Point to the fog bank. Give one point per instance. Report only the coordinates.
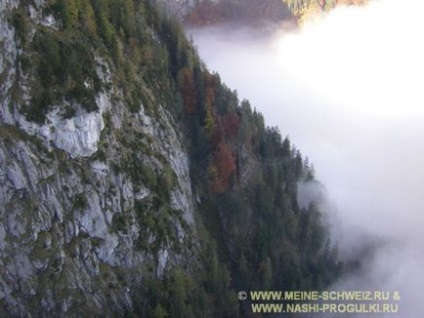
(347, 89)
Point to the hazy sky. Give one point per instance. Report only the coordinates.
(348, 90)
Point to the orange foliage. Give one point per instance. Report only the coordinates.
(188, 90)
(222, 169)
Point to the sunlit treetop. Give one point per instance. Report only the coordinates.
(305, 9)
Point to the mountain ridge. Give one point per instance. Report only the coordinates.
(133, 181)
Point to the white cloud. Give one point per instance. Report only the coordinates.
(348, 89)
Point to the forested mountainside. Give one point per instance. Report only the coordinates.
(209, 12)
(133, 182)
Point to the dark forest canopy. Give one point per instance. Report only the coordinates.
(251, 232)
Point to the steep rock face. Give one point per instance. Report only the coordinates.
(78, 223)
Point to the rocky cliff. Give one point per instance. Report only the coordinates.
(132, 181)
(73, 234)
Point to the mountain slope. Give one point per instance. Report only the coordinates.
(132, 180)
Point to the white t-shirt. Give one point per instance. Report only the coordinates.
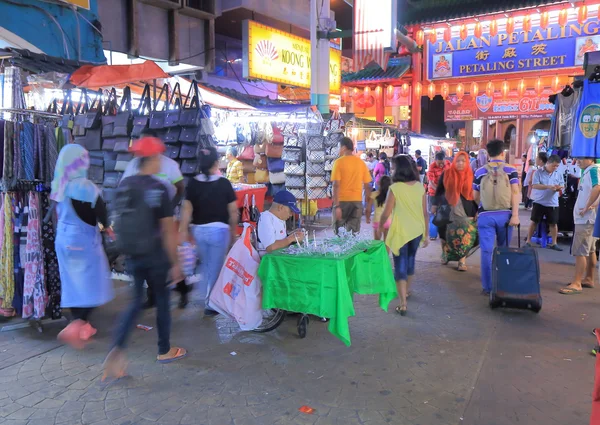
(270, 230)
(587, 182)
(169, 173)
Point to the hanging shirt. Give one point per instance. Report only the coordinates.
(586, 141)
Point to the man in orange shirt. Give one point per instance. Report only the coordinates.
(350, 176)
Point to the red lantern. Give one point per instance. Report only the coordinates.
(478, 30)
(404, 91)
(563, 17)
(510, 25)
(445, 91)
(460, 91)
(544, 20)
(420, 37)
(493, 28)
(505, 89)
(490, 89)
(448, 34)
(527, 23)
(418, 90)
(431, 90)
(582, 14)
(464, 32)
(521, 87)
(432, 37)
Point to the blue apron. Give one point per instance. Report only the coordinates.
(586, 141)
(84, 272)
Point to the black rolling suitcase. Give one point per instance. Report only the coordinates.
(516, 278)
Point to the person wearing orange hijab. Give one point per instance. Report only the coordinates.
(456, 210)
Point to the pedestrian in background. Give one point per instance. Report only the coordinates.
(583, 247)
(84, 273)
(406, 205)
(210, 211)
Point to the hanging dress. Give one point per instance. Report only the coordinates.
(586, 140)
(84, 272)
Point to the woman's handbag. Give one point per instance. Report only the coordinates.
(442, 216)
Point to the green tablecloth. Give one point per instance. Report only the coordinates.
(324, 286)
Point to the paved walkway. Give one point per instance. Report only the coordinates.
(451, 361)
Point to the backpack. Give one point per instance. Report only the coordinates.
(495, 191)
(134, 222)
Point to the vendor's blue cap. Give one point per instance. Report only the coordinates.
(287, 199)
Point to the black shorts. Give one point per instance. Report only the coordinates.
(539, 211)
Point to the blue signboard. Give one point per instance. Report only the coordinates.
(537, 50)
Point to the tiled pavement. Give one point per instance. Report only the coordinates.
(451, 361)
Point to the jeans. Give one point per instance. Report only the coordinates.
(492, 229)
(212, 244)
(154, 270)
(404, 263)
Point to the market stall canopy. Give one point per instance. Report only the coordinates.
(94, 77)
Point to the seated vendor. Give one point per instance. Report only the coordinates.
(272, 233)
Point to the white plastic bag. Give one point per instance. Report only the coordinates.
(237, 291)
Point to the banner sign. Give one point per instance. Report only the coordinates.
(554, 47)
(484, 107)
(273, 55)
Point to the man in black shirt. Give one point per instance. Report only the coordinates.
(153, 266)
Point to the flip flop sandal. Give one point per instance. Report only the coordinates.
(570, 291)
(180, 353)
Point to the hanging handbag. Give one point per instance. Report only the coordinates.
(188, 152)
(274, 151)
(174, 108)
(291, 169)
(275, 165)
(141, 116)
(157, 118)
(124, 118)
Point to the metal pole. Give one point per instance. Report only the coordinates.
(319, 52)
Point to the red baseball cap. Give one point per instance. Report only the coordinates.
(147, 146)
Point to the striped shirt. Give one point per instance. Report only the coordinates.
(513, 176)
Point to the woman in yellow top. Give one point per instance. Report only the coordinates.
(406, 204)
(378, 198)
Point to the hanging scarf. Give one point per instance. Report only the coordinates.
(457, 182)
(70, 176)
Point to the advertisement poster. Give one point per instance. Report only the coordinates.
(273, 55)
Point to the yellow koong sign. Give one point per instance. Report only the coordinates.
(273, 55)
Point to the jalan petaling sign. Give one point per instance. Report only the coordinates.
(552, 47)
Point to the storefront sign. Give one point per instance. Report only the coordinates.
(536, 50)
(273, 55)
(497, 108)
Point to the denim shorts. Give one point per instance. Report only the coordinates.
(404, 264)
━━━
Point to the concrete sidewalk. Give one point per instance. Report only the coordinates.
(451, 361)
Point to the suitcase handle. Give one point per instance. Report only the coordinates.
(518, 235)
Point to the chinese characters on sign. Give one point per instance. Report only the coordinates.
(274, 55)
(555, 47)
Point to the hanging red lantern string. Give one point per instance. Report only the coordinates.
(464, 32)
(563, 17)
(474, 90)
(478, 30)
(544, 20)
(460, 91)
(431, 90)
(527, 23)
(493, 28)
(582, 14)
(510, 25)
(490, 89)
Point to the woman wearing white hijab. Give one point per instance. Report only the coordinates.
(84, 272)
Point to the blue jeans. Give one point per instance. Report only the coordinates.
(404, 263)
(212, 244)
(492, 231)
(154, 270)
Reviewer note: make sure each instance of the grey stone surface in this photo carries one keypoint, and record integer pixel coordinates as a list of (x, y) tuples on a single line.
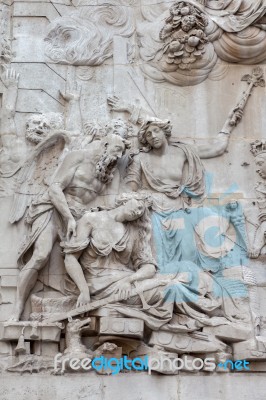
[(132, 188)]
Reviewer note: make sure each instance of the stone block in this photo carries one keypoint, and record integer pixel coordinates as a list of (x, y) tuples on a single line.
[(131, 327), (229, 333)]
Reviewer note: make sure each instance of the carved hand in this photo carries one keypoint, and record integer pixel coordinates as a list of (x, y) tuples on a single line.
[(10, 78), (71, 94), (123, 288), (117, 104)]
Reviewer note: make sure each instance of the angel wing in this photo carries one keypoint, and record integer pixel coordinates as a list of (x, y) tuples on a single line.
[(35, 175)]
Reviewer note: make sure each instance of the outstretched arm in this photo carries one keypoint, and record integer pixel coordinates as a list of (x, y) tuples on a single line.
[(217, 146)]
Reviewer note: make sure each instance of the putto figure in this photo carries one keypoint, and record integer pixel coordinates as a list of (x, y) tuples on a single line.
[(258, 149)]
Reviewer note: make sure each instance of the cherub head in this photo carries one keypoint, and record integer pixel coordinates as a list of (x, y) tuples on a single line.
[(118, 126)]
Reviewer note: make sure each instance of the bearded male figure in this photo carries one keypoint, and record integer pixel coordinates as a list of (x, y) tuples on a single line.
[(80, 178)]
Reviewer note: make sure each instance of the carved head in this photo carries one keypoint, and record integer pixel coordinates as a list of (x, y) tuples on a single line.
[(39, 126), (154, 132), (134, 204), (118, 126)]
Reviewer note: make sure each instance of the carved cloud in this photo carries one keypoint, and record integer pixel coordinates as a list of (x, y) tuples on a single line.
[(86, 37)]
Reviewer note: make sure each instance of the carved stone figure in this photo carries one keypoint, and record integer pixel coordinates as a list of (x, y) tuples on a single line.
━━━
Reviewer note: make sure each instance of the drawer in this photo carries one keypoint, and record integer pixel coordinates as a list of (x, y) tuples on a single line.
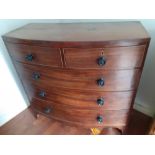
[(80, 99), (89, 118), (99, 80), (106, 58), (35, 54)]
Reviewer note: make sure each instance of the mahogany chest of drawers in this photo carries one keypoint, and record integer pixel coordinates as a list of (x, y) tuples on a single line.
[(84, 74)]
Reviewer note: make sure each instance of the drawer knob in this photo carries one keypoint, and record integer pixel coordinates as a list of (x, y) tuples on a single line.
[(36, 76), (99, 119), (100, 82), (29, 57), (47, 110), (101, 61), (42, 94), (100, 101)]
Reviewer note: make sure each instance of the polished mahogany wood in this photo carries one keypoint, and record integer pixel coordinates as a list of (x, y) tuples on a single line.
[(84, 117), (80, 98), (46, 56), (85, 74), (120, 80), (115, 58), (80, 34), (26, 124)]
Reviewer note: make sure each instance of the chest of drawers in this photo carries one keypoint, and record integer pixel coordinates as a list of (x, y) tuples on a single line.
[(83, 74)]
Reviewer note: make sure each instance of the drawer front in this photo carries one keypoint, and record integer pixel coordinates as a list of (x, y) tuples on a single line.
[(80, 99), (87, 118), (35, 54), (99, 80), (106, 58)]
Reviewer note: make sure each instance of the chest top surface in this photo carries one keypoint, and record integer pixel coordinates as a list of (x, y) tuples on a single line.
━━━
### Short problem
Rewrite the part of the records above that opens with the line containing "Reviewer note: make sure each instance of the stone" and closes with the line containing "[(131, 327), (229, 333)]", requests included, shifting every coordinate in the answers by -34.

### Response to the exercise
Reviewer note: make sure each instance of the stone block in this photo carries one keypoint, and record integer pixel coordinates as a list of (x, y) tuples on a single line.
[(97, 293), (195, 299)]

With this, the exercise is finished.